Set down exactly the lines from the one containing "[locate] the wide-brim" through the end of the records below, both included, and nothing else.

<<<<

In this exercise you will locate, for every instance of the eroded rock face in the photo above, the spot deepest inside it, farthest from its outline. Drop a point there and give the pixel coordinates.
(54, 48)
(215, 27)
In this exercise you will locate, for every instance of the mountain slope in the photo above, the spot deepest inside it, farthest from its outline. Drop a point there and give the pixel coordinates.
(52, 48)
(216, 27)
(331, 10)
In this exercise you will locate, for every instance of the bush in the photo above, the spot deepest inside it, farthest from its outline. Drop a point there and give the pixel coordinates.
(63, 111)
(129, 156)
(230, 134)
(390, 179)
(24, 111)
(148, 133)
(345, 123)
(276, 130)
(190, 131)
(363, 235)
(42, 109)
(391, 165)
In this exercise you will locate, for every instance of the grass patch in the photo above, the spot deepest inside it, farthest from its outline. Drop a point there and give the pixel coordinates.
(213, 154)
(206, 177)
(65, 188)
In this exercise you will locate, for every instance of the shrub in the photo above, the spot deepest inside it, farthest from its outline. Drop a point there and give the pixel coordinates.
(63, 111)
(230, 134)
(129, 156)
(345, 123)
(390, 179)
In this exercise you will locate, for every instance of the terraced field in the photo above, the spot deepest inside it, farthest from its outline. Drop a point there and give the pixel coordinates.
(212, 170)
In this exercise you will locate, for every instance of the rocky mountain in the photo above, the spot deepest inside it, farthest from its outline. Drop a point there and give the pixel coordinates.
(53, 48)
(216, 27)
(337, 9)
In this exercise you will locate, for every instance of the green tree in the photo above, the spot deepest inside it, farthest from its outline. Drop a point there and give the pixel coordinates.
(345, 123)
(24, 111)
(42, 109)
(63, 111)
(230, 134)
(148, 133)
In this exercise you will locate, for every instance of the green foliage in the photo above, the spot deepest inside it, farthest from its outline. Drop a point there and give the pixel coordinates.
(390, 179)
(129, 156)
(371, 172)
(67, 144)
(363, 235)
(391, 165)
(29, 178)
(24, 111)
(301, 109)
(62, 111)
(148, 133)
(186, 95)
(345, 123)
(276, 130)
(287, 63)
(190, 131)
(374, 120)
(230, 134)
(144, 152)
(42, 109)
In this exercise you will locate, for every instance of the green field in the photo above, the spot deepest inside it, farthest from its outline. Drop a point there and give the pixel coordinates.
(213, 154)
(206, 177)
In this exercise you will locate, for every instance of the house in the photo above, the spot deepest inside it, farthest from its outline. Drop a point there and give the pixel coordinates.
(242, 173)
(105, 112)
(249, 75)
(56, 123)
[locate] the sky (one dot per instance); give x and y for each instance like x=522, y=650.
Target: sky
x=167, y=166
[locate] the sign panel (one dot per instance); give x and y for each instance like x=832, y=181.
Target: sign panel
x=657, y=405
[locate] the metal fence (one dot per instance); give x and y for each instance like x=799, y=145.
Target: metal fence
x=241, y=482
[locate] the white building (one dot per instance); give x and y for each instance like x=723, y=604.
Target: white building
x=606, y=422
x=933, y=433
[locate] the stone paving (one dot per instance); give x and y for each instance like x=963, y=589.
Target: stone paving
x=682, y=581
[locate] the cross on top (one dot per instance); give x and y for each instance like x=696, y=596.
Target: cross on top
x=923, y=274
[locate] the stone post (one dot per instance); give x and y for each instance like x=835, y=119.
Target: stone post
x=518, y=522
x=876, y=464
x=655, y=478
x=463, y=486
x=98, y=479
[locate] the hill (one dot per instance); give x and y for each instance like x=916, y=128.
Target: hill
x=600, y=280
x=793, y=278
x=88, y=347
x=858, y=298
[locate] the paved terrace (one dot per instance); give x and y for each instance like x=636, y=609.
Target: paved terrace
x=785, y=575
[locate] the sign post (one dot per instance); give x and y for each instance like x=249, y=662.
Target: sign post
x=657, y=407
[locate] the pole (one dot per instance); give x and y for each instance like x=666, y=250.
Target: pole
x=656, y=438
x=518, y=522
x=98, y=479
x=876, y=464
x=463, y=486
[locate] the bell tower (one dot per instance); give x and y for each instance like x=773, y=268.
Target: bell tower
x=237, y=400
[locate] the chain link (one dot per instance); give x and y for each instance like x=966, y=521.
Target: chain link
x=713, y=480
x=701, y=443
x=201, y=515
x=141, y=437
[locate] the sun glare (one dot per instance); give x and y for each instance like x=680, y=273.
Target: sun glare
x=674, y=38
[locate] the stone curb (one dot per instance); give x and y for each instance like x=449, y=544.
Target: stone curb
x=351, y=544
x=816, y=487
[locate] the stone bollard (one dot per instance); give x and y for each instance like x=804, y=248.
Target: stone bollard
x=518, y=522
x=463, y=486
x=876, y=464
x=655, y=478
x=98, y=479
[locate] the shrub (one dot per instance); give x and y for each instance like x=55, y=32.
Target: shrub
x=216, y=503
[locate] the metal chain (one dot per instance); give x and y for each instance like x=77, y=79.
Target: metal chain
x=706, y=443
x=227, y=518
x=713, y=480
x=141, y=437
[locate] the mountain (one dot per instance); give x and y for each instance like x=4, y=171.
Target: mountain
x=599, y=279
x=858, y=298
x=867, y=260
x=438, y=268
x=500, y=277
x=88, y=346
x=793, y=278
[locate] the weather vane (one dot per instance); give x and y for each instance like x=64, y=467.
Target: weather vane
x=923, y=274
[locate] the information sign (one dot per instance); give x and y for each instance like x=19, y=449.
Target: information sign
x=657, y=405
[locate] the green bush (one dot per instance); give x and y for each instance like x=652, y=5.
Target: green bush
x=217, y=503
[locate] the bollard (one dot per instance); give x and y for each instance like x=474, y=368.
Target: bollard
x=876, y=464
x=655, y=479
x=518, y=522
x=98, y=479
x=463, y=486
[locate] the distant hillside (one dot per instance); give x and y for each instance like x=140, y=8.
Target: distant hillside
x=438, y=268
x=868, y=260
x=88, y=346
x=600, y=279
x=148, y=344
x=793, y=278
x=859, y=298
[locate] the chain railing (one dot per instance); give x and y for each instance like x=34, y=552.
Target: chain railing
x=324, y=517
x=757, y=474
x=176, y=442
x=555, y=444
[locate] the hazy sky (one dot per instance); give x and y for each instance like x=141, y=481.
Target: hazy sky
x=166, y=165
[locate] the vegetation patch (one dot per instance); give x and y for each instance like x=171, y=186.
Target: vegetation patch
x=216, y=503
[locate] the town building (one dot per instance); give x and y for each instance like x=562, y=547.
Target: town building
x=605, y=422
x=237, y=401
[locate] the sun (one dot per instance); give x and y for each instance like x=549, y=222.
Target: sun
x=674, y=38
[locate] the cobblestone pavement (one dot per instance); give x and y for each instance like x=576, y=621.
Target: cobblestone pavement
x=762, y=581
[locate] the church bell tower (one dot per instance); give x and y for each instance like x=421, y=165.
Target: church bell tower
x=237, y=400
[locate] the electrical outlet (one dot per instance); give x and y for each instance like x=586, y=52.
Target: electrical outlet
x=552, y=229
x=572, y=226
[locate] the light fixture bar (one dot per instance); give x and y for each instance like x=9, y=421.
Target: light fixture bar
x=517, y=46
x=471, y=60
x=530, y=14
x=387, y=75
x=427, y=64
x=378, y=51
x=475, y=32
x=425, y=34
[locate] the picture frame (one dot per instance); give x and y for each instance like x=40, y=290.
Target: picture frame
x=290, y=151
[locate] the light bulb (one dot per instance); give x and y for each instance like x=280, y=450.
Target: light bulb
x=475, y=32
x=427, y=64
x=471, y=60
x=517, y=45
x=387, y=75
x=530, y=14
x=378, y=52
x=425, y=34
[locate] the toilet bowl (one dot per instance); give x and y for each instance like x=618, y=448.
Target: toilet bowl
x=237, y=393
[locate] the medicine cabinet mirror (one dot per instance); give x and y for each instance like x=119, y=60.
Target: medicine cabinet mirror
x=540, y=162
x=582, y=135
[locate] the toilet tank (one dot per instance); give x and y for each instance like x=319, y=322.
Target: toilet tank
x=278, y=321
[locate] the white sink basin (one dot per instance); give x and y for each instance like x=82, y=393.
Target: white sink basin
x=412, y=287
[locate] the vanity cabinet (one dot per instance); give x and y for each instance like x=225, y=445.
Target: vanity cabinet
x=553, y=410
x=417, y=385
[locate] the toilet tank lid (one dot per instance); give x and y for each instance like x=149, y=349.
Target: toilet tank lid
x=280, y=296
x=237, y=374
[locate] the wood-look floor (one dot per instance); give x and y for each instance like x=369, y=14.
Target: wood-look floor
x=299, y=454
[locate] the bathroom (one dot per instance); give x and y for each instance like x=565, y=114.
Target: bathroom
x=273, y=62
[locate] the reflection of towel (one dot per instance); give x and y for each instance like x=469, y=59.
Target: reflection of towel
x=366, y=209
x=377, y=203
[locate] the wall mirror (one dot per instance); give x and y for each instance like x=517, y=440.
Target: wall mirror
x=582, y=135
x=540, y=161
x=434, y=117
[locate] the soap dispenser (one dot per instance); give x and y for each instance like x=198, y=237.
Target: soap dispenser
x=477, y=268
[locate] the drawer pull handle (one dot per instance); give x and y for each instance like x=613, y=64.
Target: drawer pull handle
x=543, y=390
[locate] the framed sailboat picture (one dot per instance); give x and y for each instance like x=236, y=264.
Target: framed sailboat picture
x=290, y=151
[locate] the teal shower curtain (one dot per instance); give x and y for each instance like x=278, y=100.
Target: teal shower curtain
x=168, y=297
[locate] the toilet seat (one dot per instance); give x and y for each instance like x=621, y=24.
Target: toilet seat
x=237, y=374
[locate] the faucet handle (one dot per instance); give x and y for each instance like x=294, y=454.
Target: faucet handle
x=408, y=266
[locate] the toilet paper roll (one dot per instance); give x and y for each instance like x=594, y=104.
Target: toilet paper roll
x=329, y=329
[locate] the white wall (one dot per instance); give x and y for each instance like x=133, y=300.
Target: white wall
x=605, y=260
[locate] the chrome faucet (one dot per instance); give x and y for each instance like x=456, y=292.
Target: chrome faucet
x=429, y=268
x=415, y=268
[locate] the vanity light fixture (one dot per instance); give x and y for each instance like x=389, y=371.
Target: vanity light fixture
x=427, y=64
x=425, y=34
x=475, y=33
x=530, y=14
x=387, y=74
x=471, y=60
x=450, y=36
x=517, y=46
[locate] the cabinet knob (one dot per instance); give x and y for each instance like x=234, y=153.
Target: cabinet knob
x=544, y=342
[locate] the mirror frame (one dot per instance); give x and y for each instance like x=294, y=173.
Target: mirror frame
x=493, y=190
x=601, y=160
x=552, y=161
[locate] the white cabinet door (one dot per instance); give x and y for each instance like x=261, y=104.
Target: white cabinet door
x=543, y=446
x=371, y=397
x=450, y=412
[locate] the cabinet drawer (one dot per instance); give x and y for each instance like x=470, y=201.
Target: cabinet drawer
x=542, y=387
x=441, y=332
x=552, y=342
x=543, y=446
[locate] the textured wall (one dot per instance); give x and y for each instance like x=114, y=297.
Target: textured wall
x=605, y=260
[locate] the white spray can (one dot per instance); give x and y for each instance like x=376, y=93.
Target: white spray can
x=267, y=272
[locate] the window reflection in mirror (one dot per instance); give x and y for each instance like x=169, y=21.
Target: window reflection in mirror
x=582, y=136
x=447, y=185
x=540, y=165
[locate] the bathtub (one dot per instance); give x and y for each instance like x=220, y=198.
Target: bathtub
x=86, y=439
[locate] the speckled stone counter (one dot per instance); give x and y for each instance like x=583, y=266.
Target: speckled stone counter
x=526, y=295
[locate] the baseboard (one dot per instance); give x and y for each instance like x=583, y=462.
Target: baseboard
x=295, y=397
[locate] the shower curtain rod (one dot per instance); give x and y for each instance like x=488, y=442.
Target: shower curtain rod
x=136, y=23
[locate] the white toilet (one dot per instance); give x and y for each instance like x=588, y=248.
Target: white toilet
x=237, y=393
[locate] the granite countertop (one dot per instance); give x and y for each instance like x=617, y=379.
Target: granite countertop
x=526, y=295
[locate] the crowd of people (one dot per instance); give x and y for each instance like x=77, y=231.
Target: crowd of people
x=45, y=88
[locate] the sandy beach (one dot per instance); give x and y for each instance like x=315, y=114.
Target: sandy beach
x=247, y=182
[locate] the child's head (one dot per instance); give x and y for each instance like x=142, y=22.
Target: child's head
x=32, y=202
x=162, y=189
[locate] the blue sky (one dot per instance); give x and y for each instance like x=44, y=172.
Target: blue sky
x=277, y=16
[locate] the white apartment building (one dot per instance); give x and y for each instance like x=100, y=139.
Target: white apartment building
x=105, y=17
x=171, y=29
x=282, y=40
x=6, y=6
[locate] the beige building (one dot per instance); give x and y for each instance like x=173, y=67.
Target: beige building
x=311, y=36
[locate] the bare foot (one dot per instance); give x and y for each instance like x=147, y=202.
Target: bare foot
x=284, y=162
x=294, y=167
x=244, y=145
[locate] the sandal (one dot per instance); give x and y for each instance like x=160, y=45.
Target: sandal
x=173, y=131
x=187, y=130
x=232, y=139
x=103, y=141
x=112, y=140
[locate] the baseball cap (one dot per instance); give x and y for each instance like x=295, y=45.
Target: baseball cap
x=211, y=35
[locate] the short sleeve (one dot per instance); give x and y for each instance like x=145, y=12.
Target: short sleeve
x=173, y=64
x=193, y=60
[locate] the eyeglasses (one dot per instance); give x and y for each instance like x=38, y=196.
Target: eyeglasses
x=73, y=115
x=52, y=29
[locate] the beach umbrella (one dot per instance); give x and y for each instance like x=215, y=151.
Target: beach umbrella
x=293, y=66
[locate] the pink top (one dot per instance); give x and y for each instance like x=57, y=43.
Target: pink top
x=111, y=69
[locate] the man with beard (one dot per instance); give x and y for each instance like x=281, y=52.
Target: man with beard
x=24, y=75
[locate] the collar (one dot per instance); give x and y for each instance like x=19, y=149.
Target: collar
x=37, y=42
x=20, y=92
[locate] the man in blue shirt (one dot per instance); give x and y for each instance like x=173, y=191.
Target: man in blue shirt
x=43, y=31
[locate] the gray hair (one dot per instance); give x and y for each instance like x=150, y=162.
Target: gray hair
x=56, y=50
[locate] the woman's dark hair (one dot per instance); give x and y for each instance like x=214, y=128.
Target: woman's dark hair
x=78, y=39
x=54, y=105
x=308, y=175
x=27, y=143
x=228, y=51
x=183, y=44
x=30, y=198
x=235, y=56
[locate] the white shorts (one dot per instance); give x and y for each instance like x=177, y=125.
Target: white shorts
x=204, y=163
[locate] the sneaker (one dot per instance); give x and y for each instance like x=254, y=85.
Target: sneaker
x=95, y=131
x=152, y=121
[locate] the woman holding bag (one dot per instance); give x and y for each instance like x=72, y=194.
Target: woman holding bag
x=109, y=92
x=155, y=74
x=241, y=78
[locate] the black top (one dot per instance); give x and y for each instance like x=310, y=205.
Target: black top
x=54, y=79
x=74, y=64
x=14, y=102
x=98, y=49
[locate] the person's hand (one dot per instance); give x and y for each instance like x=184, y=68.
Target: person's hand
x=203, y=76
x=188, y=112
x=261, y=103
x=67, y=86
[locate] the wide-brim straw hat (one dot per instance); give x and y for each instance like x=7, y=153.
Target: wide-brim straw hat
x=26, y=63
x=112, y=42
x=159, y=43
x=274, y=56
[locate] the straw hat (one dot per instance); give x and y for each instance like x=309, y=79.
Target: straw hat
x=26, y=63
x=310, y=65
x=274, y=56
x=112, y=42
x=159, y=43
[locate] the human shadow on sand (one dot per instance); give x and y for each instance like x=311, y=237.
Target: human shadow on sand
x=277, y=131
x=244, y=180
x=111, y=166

>>>>

ANSWER TO THE EXERCISE:
[locate] the wide-brim straw hat (one dot per instance); give x and y for each instance like x=7, y=153.
Target: wide-brim straw hat
x=26, y=63
x=112, y=42
x=159, y=43
x=274, y=56
[locate] the straw hat (one dot per instance); give x and y for each instance like x=309, y=79.
Target: straw hat
x=26, y=63
x=310, y=65
x=274, y=56
x=112, y=42
x=159, y=43
[locate] the human shadow on sand (one dot per instance); give x and y for each instance like x=311, y=237.
Target: human shadow on sand
x=277, y=131
x=244, y=180
x=111, y=166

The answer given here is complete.